Top of Study material

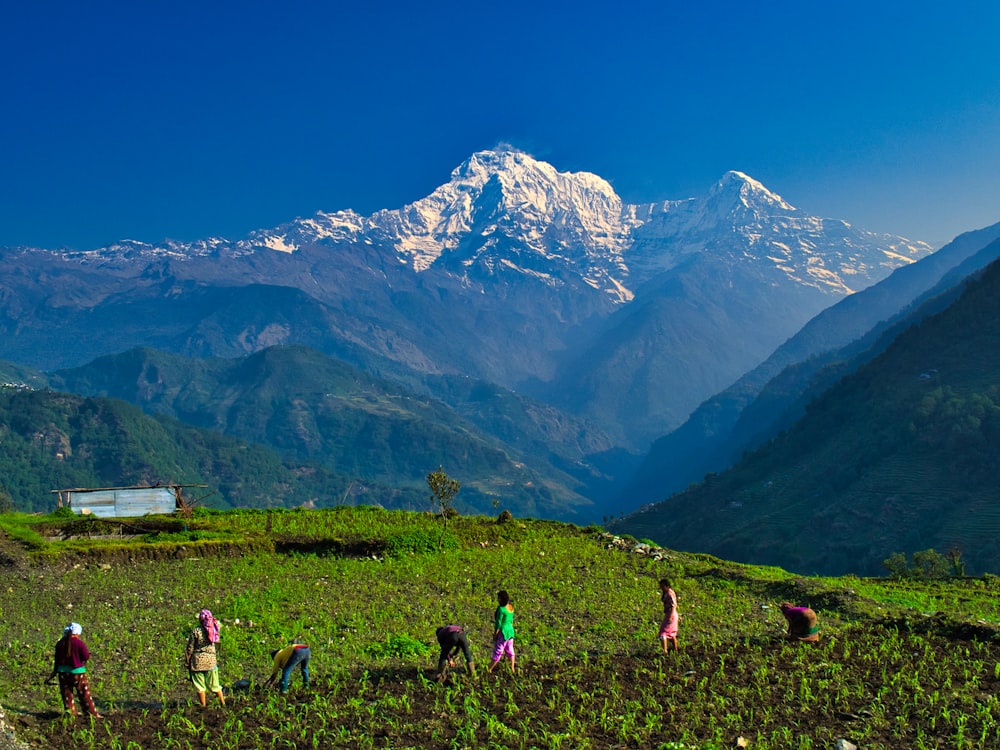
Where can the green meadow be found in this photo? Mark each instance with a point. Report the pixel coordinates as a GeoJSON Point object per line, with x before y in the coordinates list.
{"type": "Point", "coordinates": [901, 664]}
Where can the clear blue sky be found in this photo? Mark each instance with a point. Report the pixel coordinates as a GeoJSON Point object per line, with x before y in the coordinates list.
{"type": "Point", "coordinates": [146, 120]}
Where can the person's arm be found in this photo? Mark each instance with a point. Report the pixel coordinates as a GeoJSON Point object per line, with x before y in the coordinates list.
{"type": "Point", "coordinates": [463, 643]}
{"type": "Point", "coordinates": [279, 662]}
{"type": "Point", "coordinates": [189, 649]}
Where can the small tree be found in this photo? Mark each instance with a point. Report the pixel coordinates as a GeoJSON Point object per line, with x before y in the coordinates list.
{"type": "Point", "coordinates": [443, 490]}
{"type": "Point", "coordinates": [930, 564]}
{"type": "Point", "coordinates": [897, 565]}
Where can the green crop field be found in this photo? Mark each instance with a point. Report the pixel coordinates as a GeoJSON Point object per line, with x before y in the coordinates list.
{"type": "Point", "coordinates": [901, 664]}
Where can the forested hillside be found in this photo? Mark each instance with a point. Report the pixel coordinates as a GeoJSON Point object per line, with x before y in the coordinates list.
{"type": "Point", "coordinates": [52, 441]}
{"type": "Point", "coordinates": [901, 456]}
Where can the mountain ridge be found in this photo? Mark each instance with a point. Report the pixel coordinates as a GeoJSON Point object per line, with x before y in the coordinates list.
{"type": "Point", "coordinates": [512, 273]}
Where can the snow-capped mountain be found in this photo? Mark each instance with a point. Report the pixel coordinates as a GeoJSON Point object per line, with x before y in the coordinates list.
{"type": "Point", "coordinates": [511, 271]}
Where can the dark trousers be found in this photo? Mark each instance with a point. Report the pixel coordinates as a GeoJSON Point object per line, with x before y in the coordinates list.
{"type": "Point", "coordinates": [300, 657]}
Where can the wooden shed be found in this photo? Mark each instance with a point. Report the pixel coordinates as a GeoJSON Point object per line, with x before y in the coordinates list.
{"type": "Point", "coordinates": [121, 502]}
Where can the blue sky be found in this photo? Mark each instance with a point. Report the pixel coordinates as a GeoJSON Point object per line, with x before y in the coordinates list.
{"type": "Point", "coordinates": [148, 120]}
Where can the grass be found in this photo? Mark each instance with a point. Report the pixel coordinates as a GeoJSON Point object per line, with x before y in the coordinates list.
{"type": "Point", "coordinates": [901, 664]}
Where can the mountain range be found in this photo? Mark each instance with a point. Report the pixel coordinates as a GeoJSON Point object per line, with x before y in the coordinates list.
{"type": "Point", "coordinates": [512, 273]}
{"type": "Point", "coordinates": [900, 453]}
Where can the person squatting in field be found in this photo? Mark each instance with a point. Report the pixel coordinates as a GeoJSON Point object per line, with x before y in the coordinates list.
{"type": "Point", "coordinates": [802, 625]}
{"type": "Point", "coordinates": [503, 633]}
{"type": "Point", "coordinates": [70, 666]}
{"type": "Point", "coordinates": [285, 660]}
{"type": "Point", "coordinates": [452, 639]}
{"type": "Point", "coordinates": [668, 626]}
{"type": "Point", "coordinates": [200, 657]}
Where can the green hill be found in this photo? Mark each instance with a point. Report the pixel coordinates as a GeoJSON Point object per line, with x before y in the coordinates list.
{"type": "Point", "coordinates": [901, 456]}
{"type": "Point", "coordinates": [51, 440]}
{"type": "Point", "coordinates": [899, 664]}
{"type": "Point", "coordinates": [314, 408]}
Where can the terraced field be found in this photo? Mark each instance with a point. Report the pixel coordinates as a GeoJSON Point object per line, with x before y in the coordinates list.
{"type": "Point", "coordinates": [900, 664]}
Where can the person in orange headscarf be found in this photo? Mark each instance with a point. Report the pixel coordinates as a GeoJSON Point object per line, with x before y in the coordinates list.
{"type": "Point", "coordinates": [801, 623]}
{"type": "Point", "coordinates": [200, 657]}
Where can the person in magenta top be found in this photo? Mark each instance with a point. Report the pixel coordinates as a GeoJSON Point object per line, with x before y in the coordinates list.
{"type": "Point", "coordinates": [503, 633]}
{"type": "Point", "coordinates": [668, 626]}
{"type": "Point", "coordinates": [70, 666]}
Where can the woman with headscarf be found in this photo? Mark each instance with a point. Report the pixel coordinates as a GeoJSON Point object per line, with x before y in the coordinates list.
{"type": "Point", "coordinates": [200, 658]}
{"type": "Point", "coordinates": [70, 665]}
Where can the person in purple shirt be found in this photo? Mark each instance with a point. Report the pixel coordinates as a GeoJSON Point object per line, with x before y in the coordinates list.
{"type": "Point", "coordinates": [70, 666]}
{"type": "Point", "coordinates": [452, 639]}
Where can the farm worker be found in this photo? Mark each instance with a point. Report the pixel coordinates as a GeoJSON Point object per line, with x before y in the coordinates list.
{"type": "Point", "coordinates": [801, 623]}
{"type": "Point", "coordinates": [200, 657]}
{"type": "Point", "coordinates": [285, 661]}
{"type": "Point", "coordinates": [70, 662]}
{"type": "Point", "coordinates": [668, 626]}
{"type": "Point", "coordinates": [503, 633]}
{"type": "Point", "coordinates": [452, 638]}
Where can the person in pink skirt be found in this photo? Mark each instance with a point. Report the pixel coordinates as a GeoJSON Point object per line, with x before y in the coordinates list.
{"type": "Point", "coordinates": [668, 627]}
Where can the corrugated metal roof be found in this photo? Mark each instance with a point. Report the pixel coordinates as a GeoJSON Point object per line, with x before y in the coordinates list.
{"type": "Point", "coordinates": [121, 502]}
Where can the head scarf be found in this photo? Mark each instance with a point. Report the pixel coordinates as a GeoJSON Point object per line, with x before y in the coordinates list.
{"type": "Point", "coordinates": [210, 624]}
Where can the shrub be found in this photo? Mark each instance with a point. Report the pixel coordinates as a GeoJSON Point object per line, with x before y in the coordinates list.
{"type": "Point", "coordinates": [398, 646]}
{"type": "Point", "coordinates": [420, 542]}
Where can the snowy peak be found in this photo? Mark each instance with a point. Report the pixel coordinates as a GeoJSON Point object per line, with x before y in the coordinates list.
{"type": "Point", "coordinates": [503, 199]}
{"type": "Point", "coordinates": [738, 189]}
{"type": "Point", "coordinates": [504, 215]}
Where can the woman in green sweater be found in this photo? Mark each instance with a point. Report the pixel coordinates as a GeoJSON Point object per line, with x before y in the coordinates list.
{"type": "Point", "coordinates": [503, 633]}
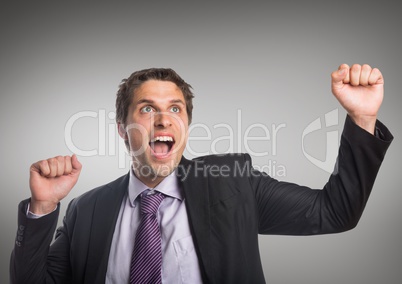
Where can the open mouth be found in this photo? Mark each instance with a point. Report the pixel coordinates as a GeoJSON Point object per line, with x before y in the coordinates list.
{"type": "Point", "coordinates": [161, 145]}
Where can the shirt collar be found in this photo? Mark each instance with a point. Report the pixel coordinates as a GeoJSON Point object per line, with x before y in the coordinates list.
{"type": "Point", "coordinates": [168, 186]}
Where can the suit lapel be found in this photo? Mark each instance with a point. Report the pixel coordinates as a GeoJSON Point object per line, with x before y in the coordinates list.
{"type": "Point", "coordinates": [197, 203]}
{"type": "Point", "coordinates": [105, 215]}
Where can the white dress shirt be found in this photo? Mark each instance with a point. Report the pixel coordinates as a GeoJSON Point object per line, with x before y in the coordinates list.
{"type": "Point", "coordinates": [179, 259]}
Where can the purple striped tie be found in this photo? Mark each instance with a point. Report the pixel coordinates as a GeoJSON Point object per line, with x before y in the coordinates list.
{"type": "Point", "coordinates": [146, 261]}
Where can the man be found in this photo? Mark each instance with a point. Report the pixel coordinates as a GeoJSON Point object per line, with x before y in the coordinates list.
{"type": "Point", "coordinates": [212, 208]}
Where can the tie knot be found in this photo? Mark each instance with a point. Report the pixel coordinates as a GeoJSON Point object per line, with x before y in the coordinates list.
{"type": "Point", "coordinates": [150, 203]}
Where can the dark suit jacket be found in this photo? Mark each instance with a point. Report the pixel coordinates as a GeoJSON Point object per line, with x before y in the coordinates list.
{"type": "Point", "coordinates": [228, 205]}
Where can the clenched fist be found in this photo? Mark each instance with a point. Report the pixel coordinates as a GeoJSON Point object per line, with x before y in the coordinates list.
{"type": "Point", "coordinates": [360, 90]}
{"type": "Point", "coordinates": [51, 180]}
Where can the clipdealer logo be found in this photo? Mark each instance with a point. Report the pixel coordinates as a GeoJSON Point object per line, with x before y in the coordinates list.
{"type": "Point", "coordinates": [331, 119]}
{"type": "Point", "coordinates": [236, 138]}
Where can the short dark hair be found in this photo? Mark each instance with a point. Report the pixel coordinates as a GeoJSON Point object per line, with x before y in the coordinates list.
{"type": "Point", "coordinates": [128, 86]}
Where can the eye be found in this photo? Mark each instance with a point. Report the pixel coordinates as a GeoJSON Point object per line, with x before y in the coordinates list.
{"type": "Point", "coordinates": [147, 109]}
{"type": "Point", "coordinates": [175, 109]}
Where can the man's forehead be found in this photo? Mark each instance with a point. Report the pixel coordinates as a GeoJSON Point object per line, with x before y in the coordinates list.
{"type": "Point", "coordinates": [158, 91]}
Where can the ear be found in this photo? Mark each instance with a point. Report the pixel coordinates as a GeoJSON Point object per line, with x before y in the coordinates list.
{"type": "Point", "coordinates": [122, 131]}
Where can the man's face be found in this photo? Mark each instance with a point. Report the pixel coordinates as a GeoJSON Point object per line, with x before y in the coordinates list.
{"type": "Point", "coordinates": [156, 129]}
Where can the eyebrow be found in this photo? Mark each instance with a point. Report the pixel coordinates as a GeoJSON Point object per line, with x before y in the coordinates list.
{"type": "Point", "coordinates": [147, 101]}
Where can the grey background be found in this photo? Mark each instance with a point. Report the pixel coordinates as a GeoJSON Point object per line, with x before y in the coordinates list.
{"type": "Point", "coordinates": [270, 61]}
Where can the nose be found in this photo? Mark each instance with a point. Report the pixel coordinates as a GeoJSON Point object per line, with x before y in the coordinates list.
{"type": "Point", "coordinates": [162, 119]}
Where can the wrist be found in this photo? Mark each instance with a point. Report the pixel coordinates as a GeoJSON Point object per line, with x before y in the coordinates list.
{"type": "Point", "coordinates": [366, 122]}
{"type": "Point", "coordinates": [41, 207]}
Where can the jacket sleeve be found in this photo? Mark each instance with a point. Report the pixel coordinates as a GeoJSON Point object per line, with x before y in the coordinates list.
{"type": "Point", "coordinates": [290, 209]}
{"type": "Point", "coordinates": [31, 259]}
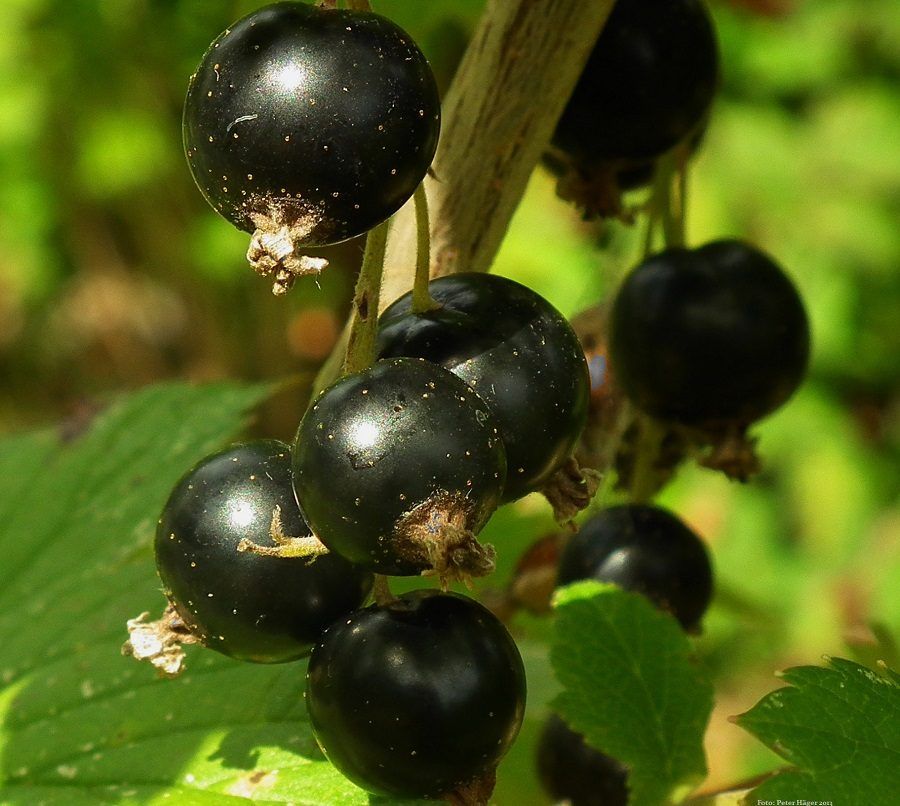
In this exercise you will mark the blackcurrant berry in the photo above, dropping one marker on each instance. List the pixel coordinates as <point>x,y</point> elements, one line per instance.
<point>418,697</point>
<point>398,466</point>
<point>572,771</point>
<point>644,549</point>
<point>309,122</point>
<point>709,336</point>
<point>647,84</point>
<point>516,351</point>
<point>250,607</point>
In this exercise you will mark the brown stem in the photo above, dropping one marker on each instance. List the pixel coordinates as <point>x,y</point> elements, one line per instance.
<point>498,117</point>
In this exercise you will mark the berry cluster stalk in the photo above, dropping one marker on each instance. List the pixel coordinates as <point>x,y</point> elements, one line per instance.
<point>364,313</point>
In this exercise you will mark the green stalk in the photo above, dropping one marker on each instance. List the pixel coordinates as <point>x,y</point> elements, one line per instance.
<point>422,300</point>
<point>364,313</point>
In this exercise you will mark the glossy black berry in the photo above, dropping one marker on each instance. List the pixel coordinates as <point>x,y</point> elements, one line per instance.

Bottom of Study material

> [About this task] Print from the line containing "In this exercise you will mark the berry" to the last line above, exactly as written.

> [Response area]
In this exercise you will mark the berry cluster stalk in the photo above, dropping one marker on each instance. List the pixel coordinates as <point>x,y</point> elements, one line per instance.
<point>364,313</point>
In this exercise you will mark the green stalk in the photo above, dropping one marker on each instance. List the pixel coordinates as <point>x,y</point> elements, one line per instance.
<point>422,300</point>
<point>364,313</point>
In this exercise you will mark the glossy black berry in the photo above, dropping one marker on each instance. List the pixel coordinates as <point>x,y</point> elements, one line per instance.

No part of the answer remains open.